Exercise description: Output the material below as a Markdown table with the columns Row and Content, giving each line a row number and omitting blank lines. Start at the line containing "find the reddish" and end with the last line of the material, including both.

Data extract:
* begin *

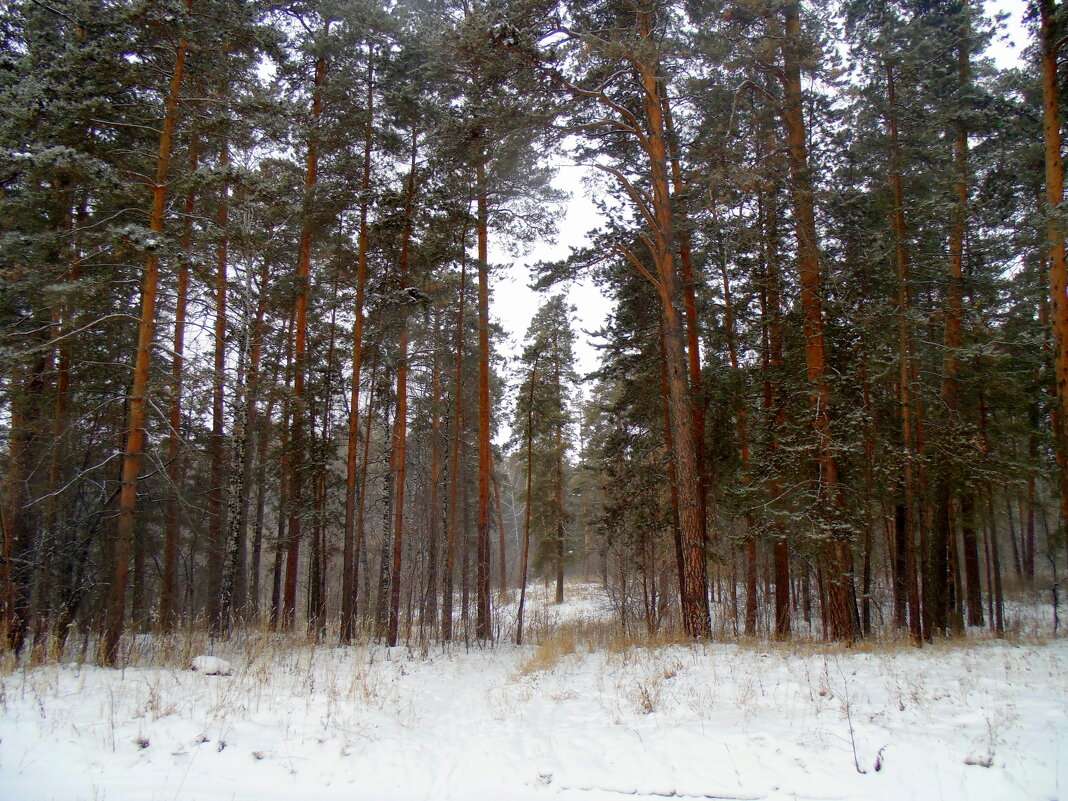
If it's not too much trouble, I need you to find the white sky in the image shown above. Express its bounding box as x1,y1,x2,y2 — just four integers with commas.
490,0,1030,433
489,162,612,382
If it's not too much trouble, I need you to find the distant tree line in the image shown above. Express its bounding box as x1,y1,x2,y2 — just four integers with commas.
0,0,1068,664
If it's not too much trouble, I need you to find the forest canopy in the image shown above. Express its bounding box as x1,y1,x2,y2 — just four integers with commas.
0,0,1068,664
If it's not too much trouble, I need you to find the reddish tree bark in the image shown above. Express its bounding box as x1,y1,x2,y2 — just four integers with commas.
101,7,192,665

* end *

Answer for the task:
| Row | Content |
|---|---|
| 1 | If it's not too much trouble, I need you to find the reddish tree bark in the image shown above. Express its bounding box as x1,y1,x2,y2 — just four integers with commas. |
| 2 | 101,7,192,665 |